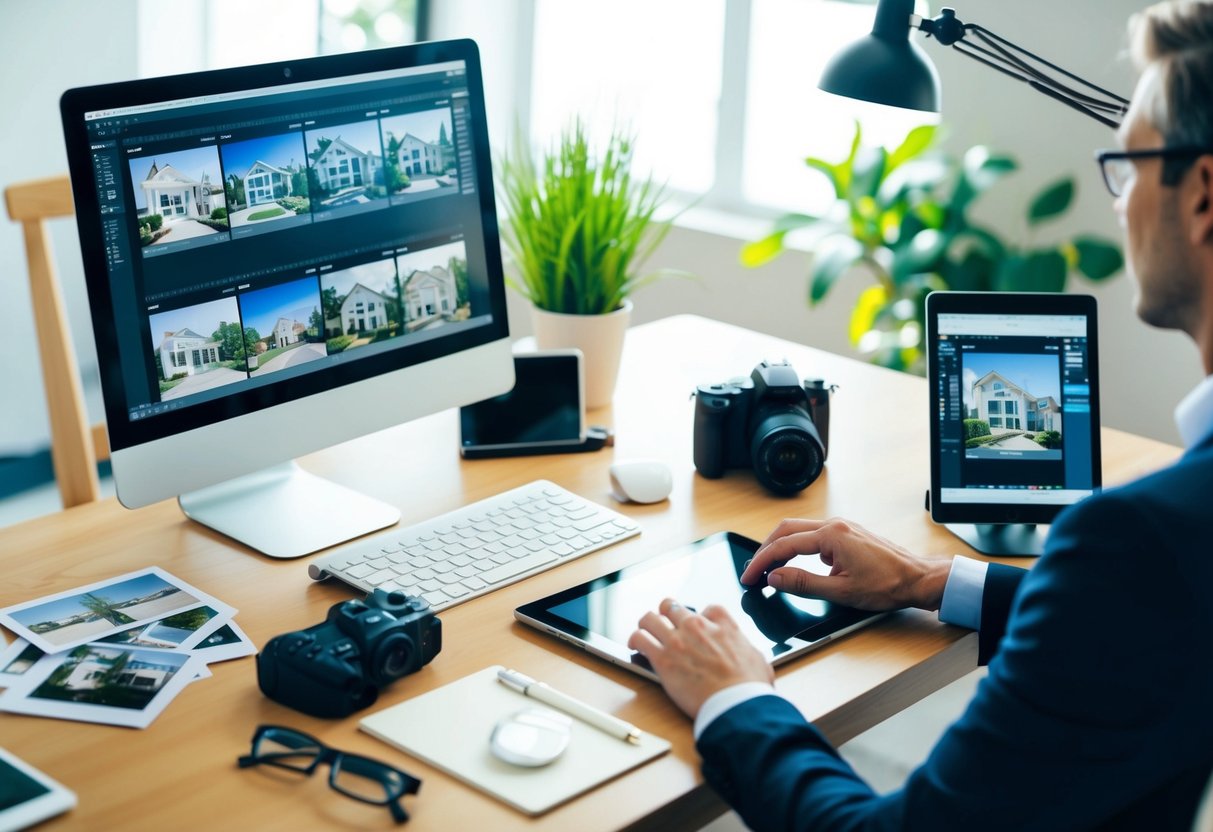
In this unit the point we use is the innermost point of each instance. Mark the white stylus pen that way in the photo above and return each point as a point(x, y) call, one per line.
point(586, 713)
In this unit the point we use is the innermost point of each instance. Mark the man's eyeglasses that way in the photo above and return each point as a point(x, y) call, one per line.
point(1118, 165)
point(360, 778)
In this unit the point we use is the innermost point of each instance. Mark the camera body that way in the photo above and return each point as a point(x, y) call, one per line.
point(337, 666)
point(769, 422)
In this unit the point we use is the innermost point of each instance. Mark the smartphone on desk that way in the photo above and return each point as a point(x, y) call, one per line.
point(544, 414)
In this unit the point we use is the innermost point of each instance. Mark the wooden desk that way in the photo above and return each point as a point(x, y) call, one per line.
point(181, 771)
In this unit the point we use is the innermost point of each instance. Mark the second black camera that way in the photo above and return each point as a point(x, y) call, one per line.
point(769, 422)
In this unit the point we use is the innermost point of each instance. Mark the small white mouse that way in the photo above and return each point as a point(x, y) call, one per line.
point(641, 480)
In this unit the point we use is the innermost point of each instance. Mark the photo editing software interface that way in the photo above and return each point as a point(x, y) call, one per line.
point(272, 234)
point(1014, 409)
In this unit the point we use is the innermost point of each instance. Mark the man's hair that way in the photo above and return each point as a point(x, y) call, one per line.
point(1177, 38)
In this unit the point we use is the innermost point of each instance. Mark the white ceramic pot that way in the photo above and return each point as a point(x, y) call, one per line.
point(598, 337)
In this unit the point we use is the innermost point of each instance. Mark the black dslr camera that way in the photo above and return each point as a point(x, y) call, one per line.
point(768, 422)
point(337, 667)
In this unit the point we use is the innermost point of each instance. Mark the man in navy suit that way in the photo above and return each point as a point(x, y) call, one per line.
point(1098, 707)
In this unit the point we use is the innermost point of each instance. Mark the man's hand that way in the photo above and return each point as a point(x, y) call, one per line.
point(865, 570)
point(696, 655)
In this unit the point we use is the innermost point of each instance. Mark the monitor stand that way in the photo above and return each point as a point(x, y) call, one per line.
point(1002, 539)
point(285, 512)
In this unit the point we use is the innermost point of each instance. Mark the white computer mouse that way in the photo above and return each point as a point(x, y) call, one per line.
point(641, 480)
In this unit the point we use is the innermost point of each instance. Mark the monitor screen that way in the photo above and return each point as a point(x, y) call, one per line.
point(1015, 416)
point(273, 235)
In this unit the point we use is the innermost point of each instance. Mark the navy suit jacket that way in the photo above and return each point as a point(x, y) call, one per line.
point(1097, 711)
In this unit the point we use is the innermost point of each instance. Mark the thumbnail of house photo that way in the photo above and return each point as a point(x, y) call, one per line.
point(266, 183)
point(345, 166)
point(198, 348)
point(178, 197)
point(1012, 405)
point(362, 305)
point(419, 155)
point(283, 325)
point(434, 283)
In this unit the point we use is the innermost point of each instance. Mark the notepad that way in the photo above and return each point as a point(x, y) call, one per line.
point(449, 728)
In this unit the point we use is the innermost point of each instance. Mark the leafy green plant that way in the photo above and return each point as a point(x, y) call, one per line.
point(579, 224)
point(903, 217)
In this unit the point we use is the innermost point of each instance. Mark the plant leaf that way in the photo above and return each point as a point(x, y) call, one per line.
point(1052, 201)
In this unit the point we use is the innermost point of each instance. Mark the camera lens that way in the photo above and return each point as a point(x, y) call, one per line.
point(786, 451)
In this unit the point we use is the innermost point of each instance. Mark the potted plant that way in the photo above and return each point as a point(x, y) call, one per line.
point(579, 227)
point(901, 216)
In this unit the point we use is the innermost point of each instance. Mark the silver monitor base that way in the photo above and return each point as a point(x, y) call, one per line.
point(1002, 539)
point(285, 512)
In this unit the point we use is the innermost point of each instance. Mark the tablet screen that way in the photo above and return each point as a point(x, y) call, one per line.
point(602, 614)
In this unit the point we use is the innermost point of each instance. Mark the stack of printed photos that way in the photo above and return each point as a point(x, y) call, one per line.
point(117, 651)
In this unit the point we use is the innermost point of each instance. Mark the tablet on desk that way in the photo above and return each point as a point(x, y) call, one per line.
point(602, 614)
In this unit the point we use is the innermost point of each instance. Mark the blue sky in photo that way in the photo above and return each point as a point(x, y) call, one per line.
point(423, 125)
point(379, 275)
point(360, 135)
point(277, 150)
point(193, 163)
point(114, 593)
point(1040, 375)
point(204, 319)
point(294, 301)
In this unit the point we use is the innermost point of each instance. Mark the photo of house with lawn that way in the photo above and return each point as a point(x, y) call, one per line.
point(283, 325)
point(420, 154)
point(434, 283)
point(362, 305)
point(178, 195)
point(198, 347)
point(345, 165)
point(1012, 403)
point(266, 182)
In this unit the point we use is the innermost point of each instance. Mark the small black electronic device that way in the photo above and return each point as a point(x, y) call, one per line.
● ● ● ● ●
What to produce: Output the listing exactly. Leave out any image.

Your solution:
In this unit the point we use is the innermost point of each instance. Mark the white stylus pen that way in the photo above and return each point as a point(x, y) call, one per line.
point(586, 713)
In this unit the point we use is the innermost point of each instance. Mark the man's eyeglasses that way in the photo above and return each point as a point(x, y) call, one per line.
point(1118, 165)
point(360, 778)
In this unit the point we use is the innermost point of each instance. Mark the camera body that way in the photo above and return each point as a point(x, y) call, one per line.
point(337, 666)
point(769, 422)
In this unit the point we use is the innermost point of each instance. Mark the smartphone on desk that way in the photo above and return each point as a point(x, y) call, one per line.
point(544, 414)
In this unit the point we use is the innermost point of each instance. Mark the wooden desk that way in the photo above and return each point as a point(x, y) call, one per line.
point(181, 771)
In this unit the point we use is the innermost point of each instance. Mark the second black camera that way in the photo above and return each point as a point(x, y) call, one per line.
point(769, 422)
In this unit the point we use is the innermost point of each instance. Mark the small white mouse that way in the photo above and return each point as a point(x, y) call, one per line.
point(641, 480)
In this unit the point we use is the innermost point of each instance. Mark the photo editing software interface that way in the photo above and return each point as a point(x, y) call, one per line.
point(272, 234)
point(1014, 409)
In this unit the point we use is the innermost point of each instance. Mark the man's hair that way in the photo above and return each point as a point(x, y) call, one per line.
point(1177, 38)
In this unit the point we use is the innermost point of each instance. Mark the white ceramic pot that way in the photo above and return each point as a point(x, y) call, one per line.
point(598, 337)
In this unit the point we use is the innermost point of each instance. Mark the black dslr camera that way in the photo above and return each point as a point(x, y) call, one per line.
point(768, 422)
point(337, 667)
In this unit the point we use is the innermost point of each instance. Mark the man in navy suit that way in the photo above and return each point as a point(x, y) call, one per line.
point(1098, 707)
In this unit the point we use is the innermost point of each instance. Mark the man's hand that way in the photo above and return each point as a point(x, y) call, one per line.
point(865, 570)
point(696, 655)
In this unit the point we use is the innermost point of each instance. Mark the monitor stand that way in the photo above and return each point as a point(x, y) call, one per line.
point(1002, 539)
point(285, 512)
In this unit the point we use is the innermost point of each instance. Mark the white computer mouse that way in the photo above and return each point as a point(x, y) call, one per line.
point(641, 480)
In this unit the point we use is the innermost point of each instance. Mark the monitor screen that way in the photo above and return each point as a point(x, y) call, one per line.
point(1015, 416)
point(273, 235)
In this unit the point we use is the innermost point of each instance. Mark the navy suit jacket that way in the photo above and return each point as a point(x, y) call, one per line.
point(1097, 711)
In this unit the point we use is the innermost point of each instance. Mark the thumbnail of house photo that way in the photo above and return each point as a point(x, y) call, one per line.
point(266, 183)
point(345, 166)
point(198, 348)
point(178, 197)
point(1012, 405)
point(362, 305)
point(419, 155)
point(283, 325)
point(434, 283)
In this unit the point we use is the innermost point of each instance. Mark the notepad that way in the photo above and return each point as a point(x, y) call, one per line.
point(449, 728)
In this unit the point we use is the innermost point of each instance. Mark the leafy green plant that way in the photo above and return each point as a point(x, y) call, one per line.
point(579, 224)
point(903, 217)
In this unit the point we use is the innermost point of each instance. Mark the plant leaf that way in the photo above and return each point as a point(x, y) call, one per line.
point(1052, 201)
In this unit the point we use is the innermost point of each instance. Mark the camera lens that way in the photo above and return each point as a point(x, y) call, one per line.
point(786, 451)
In this unit the point we use is the innermost point of each instance. Mark the potted plant that way in the photo above and return each point as a point(x, y) call, one per line.
point(579, 227)
point(901, 216)
In this unit the point we use is the innermost point of each instance. Mark the silver monitor base that way in the photo above and return each point as a point(x, y) call, one per line.
point(1002, 539)
point(285, 512)
In this unit the point we use is the innermost point of each instance. Mark the tablet screen that way in the photo above and return each point as a point(x, y) call, one per line.
point(602, 614)
In this unit the point we use is the innermost point of each instance. Mark the stack of printed photos that way in the photo above and return each point as a point(x, y) call, one per line.
point(117, 651)
In this unit the point we use is the innermost point of each instance. Mark the tablet on desk that way in the photo above and return each point as a point(x, y) call, one per line.
point(602, 614)
In this unit the point we use is the innermost point of each instance. Mark the blue sky in photo that way in the photo above and return each point as a point(x, y) call, one per line.
point(423, 125)
point(379, 275)
point(360, 135)
point(277, 150)
point(193, 163)
point(114, 593)
point(1040, 375)
point(204, 319)
point(294, 301)
In this unit the point we use is the innermost point of each instance. Mark the photo of house with lawn that way in the photo above and return each point as a point(x, y) call, one per line.
point(283, 325)
point(420, 154)
point(434, 283)
point(362, 305)
point(178, 195)
point(198, 347)
point(345, 165)
point(1012, 403)
point(266, 182)
In this unit the point we use is the innermost point of each instance. Mark the small black electronic device that way in the photo above and return each point as a point(x, y) call, one per line.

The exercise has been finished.